▶ Ziel der Übung
Kannst du sämtliche folgenden Datensätze Zeile für Zeile zeichengenau abschreiben?

▶ Einträge der Sammlung
━━━━━━━━━━
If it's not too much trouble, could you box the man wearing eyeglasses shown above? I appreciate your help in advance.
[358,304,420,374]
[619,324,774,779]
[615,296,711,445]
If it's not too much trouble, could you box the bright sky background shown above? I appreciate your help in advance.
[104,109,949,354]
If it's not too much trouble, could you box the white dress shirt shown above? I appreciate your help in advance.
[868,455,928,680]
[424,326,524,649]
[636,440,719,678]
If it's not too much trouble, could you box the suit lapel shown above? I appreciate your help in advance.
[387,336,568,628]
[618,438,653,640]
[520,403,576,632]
━━━━━━━━━━
▶ Endergebnis
If it's not too much trouble, could you box the man wearing eyeglasses shown above? I appreciate your help in advance.
[358,304,420,374]
[619,324,774,779]
[615,296,711,445]
If it's not too much trouble, could you box the bright sky background shown above? I appreciate your help in advance.
[104,109,949,354]
If it's not too much trouble, could you box the white dress shirt shown above? I appreciate your help in advance.
[868,455,928,680]
[424,326,524,649]
[636,440,719,678]
If it's not too much trouble, could you box the suit lapel shown above? I appreciate your help in advance.
[387,336,568,628]
[618,438,653,640]
[520,403,576,632]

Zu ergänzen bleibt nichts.